══ Entries shown ══
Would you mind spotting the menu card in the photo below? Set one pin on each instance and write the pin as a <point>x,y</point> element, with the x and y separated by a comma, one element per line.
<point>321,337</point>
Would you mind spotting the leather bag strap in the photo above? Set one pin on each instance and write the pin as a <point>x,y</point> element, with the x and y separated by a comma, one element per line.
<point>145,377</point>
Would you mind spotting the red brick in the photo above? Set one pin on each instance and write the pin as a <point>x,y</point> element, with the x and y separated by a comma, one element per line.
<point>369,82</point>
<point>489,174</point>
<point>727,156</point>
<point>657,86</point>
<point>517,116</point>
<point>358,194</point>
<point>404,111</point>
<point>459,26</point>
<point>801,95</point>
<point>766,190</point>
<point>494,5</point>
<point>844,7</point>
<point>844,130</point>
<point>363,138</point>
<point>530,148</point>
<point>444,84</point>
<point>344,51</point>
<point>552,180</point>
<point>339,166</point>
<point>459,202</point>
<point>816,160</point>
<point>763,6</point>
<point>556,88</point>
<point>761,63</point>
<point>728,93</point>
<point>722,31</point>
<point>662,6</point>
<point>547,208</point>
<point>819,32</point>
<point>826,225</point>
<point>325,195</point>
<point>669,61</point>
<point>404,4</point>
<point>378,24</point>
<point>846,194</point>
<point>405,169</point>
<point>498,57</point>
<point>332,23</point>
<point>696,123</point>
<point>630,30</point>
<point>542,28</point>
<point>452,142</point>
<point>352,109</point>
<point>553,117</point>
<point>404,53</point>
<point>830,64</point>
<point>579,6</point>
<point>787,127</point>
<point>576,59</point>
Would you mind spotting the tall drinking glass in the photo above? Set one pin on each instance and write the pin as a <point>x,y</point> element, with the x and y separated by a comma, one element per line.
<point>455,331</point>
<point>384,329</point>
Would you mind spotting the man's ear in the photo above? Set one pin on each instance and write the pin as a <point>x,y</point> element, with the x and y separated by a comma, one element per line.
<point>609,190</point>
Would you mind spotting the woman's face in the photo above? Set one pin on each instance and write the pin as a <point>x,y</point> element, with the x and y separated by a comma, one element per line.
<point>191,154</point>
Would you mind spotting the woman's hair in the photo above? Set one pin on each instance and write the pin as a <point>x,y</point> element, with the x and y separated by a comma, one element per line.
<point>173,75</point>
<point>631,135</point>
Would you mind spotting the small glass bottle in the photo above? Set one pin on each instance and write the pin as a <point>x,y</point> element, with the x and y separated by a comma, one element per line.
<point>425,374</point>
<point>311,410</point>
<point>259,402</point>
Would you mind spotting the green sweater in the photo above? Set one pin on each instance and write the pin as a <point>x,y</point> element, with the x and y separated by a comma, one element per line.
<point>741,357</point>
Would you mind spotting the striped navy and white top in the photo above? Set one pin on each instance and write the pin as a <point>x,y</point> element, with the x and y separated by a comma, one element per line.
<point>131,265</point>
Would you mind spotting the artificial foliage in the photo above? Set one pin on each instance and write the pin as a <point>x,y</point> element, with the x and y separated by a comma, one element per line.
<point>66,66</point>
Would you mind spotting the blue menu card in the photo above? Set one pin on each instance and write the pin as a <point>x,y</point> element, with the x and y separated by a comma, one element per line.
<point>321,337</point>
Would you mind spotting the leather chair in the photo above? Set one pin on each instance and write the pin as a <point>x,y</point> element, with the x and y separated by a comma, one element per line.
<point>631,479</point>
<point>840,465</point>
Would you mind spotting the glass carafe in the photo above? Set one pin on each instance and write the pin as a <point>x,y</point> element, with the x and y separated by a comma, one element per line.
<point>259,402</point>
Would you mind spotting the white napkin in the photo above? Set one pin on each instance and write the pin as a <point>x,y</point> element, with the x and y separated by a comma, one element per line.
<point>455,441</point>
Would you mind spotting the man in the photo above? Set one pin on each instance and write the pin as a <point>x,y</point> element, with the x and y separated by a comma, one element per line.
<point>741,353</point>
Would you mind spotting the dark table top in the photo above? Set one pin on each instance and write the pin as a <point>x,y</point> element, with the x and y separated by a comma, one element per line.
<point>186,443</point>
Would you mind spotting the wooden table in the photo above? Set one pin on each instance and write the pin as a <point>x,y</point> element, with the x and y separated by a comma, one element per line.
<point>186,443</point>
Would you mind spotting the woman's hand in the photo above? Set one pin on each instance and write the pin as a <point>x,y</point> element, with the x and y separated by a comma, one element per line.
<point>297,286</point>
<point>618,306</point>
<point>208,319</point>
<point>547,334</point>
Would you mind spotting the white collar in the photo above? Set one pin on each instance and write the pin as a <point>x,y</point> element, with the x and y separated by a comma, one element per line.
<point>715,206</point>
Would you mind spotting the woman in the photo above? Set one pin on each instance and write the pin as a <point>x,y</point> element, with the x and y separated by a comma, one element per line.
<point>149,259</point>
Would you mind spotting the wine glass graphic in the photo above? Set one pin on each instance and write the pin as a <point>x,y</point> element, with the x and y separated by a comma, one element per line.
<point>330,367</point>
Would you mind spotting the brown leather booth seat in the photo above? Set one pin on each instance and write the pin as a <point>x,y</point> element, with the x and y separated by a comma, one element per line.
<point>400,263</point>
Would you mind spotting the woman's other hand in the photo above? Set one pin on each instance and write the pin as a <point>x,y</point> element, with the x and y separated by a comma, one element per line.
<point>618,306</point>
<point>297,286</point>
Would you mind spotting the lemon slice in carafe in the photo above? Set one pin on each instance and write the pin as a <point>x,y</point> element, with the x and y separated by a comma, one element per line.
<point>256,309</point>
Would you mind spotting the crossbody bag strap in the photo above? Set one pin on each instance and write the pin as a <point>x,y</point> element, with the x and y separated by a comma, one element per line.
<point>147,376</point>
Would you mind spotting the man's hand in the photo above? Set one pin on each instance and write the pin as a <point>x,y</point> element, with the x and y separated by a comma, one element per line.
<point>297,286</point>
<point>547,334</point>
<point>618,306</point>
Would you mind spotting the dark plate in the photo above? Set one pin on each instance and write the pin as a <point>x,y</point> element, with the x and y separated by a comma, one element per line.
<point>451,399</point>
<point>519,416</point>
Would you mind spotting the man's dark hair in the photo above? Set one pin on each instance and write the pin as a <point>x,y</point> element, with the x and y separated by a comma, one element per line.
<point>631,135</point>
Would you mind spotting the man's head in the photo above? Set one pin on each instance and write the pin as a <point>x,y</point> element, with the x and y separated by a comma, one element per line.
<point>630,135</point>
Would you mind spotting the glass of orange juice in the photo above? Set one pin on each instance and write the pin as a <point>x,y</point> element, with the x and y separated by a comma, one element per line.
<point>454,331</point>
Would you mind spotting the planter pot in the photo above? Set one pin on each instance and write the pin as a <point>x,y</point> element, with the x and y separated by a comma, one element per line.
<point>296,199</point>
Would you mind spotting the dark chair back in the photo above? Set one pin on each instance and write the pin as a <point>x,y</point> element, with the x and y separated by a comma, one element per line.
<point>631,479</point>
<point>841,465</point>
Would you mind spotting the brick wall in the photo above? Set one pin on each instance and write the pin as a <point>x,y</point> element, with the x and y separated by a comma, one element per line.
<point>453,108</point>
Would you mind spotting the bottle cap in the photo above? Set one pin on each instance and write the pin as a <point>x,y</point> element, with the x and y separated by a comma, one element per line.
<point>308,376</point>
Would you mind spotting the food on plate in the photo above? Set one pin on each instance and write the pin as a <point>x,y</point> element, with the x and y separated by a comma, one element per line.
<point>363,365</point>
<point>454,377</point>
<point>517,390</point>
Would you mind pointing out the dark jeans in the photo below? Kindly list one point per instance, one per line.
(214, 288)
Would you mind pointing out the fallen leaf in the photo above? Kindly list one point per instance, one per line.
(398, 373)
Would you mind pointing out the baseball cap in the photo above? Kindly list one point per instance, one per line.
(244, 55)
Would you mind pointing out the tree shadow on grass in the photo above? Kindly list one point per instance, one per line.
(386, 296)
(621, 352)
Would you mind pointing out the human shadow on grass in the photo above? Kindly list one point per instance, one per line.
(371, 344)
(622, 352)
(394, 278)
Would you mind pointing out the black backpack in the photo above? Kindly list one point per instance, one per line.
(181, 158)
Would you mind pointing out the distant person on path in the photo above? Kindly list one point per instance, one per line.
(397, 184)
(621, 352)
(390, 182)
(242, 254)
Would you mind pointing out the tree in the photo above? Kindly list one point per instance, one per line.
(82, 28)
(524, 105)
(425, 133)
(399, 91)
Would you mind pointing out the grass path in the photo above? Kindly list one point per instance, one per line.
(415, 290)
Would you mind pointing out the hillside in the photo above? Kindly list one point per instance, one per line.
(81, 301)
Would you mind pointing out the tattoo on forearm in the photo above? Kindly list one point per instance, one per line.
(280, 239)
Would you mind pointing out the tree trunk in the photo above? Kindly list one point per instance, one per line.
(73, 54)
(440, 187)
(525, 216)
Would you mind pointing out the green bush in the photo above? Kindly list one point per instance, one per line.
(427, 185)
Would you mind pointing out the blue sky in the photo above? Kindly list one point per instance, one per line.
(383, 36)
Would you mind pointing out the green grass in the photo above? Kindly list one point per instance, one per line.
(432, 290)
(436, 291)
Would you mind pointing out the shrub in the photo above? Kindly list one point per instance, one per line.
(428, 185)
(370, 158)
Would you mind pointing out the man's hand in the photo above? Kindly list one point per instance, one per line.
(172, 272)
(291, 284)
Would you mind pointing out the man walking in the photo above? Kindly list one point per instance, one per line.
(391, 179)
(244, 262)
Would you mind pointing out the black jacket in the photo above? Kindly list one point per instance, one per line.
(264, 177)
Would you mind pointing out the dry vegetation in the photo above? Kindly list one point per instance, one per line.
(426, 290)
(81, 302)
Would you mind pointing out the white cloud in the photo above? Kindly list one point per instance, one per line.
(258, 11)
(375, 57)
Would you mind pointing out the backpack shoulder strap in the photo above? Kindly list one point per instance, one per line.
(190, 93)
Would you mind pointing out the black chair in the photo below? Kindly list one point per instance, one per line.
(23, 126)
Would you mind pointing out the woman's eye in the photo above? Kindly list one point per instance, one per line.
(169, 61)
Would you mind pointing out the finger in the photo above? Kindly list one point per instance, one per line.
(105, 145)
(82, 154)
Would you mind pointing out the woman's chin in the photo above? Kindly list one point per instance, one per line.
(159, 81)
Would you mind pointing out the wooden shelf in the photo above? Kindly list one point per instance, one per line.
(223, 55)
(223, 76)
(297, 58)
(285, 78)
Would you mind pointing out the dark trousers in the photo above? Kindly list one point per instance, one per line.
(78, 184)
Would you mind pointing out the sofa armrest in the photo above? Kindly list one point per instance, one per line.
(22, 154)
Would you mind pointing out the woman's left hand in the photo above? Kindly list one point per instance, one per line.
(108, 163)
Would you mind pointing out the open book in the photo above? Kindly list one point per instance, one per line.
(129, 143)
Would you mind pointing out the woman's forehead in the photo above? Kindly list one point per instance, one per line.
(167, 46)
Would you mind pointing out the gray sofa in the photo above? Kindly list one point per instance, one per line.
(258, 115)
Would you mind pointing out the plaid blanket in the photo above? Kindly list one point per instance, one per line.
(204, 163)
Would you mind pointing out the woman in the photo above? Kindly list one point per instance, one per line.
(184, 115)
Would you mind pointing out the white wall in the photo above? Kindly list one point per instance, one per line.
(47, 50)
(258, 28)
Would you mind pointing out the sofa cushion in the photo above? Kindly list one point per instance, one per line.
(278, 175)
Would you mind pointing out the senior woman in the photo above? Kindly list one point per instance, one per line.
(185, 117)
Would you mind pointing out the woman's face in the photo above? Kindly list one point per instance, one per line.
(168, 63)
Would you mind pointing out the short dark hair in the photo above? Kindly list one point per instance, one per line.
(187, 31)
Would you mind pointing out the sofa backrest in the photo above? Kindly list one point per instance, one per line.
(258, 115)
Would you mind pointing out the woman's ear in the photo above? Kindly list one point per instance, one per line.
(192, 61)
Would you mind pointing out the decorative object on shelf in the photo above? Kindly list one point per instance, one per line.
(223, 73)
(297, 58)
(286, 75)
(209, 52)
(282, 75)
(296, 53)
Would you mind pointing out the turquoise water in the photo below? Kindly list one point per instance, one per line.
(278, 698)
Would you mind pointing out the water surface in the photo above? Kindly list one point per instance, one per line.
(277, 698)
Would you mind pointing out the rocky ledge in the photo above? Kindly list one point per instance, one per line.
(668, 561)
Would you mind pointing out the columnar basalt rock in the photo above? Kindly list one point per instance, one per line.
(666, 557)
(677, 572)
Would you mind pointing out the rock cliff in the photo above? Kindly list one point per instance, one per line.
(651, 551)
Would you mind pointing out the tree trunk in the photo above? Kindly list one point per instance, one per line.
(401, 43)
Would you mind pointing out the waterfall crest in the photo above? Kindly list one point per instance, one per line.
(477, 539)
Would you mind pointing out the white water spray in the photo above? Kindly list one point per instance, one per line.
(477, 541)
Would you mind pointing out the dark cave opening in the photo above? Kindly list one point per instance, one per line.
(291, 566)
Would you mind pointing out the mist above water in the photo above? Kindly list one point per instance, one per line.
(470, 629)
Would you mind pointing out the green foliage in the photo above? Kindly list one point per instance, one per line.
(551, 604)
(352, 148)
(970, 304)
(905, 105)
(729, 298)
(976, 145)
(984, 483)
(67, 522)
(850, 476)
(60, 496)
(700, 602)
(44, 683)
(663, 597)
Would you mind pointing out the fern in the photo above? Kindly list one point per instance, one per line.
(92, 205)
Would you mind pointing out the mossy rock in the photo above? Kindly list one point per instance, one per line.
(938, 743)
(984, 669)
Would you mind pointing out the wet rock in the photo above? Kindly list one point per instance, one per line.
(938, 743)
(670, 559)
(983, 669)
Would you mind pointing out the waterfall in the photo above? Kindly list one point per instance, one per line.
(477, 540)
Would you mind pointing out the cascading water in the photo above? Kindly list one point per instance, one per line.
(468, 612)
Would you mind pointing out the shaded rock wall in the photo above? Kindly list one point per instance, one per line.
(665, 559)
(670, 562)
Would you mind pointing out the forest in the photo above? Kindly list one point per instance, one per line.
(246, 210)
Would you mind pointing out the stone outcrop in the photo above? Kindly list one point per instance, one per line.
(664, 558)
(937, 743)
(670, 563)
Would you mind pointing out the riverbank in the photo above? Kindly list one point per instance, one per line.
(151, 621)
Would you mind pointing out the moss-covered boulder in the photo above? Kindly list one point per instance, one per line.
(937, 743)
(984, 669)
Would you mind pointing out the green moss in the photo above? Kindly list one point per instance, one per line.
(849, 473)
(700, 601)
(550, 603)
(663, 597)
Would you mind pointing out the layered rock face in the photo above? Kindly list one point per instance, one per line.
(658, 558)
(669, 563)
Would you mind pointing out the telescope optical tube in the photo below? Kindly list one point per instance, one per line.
═══
▶ _About this task_: Once the line containing "Would you mind pointing out the waterfall in" is found in the listing above, set down that line and every line after it, exactly.

▶ _Exercise solution_:
Would you mind pointing out the waterfall in the photo above? Kindly list one point per instance, one per line.
(477, 540)
Would you mind pointing out the cascading water in the photo above? Kindly list one point per instance, one per line.
(468, 612)
Would you mind pointing out the shaded rock wall in the photo above? Kindly list one point per instance, one per line.
(665, 559)
(670, 562)
Would you mind pointing out the forest in the photo above? Kindly list one point per instance, one per line.
(246, 210)
Would you mind pointing out the stone outcrop in the photo above? Kindly list one point per instance, one per line.
(664, 558)
(937, 743)
(670, 563)
Would you mind pointing out the riverbank in the photo above? Kindly list one point per instance, one per line.
(151, 621)
Would you mind pointing out the moss-covered boulder in the photo above? Kindly list one point per instance, one per line.
(937, 743)
(984, 669)
Would you mind pointing out the green moss in the photo above? Kindly list one point per instance, one per line.
(849, 473)
(700, 601)
(550, 603)
(663, 597)
Would you mind pointing out the layered rock face in the photo above? Kindly list one point per instance, one per line.
(658, 558)
(669, 563)
Would you mind pointing out the telescope optical tube in the photo below? Kindly list one point per instance, one per line.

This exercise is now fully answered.